#### [PROVIDED TEXT]
____

Father Dan enjoys his walks down Clark Avenue. The families seem happy and successful with well-groomed lawns and barbecue grills. But behind the nice-looking façades hide a few demons: Jim and Sarah, #306 Clark Avenue, struggle with debt because of Jim’s addiction to shopping; Louise, the recent widow at #514, numbs her grief with alcohol; Terry and Bill, #621, confront their son Brian with drugs found in his bedroom; Jennifer at #837 cannot leave her Internet connection; and Sharon, #852, is addicted to prescription pain medication.
Addiction is a demon that the average family cannot escape. Whether it’s one’s own, a neighbor’s or a family member’s problem, we must not ignore its presence. The beginning of healing is honesty. While admitting one’s addiction is humiliating, the acceptance of one’s weakness opens the door to rehabilitation.
We cannot go it alone. Whether it’s marriage counseling, a weight-loss support group or drug rehab, when addiction rears its ugly head, the best defense is an offense of a knowledgeable and supportive community.

____

#### [INFORMATION SUPPLIED]
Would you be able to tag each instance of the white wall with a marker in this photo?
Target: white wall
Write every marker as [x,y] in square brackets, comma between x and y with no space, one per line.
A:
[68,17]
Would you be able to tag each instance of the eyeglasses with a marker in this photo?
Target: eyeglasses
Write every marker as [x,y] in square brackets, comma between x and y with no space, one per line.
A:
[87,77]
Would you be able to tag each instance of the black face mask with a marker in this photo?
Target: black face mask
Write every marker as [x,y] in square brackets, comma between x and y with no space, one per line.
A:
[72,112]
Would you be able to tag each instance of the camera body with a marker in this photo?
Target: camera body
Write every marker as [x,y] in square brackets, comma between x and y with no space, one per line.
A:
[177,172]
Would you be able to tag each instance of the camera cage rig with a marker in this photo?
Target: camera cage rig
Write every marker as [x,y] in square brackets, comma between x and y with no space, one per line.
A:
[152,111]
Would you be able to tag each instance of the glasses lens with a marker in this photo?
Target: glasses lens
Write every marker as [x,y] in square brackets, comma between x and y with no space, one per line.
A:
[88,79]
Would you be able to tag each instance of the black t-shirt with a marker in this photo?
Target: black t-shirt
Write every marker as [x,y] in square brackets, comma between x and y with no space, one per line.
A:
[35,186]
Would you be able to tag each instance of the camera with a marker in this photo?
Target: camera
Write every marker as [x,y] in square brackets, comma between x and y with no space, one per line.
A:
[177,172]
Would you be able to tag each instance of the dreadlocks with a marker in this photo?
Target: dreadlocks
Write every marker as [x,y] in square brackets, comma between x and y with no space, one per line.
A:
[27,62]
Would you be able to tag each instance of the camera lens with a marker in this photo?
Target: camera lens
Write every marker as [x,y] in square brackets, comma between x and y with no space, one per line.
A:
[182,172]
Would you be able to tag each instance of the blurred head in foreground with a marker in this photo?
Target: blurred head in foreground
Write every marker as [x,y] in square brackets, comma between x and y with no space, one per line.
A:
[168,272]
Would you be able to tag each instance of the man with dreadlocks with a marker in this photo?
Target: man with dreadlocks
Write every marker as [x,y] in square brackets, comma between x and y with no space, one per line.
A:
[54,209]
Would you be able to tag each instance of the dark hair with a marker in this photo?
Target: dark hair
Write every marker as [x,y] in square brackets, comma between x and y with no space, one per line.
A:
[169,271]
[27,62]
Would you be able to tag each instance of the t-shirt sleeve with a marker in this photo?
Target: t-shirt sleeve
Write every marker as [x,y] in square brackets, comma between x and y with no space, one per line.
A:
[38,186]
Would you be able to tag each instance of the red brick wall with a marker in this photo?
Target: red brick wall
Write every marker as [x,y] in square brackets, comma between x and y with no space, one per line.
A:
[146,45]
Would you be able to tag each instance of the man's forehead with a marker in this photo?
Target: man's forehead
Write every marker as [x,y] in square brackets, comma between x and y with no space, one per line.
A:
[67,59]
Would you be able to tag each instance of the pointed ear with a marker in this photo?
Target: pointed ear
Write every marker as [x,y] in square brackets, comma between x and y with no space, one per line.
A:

____

#### [ASSIGNED TASK 1]
In the passage on addiction, what is Sharon at #852 addicted to?
#### [ASSIGNED TASK 2]
Rewrite the portion of the passage on addiction starting with "Addiction is a" and going on through "door to rehabilitation.", substituting "difficult" for "humiliating".
Rely only on the passage on addiction.

#### [EXERCISE ANSWER 1]
Sharon is addicted to prescription pain medication.

#### [EXERCISE ANSWER 2]
Addiction is a demon that the average family cannot escape. Whether it’s one’s own, a neighbor’s or a family member’s problem, we must not ignore its presence. The beginning of healing is honesty. While admitting one’s addiction is difficult, the acceptance of one’s weakness opens the door to rehabilitation.